> _ЗАДАНИЕ_: Перепечатайте без изменений фрагмент текста о буме автофикшна между «Между ЖЖ и мемуарами: бум» и «Беларусі і замежжы.» включительно.

Между ЖЖ и мемуарами: бум «автофикш» в литературе из Беларуси

Reform.news працягвае праект «Культурная Re:візія», у якім праз тэксты беларускіх крытыкаў паспрабуем скласці мапу культурнага ландшафту ў Беларусі і замежжы.

Сёння ў сваім эсэ пра бум «аўтафікшн» ў літаратуры з Беларусі разважае адна з найвядомых беларускіх крытыкаў Вольга Бубіч. Чаму «аўтафікшн» стаў такім папулярным у апошнія гады?

На думку аўтаркі, у галоўны жанр белліту такога кшталту літаратура «выйшла» праз траўму 2020 года і неабходнасць яе пражывання ды пераасэнсавання. «Когда государство пытается стереть или исказить правду, личные истории становятся документом, артефактом времени, ускользая как от цензуры, так и от самоцензуры», – мяркуе Вольга.

> _ДАННЫЕ ЗАДАНИЯ_:
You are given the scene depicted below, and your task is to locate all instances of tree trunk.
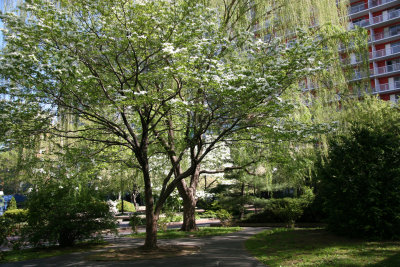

> _РЕЗУЛЬТАТ_:
Между ЖЖ и мемуарами: бум «автофикш» в литературе из Беларуси

Reform.news працягвае праект «Культурная Re:візія», у якім праз тэксты беларускіх крытыкаў паспрабуем скласці мапу культурнага ландшафту ў Беларусі і замежжы.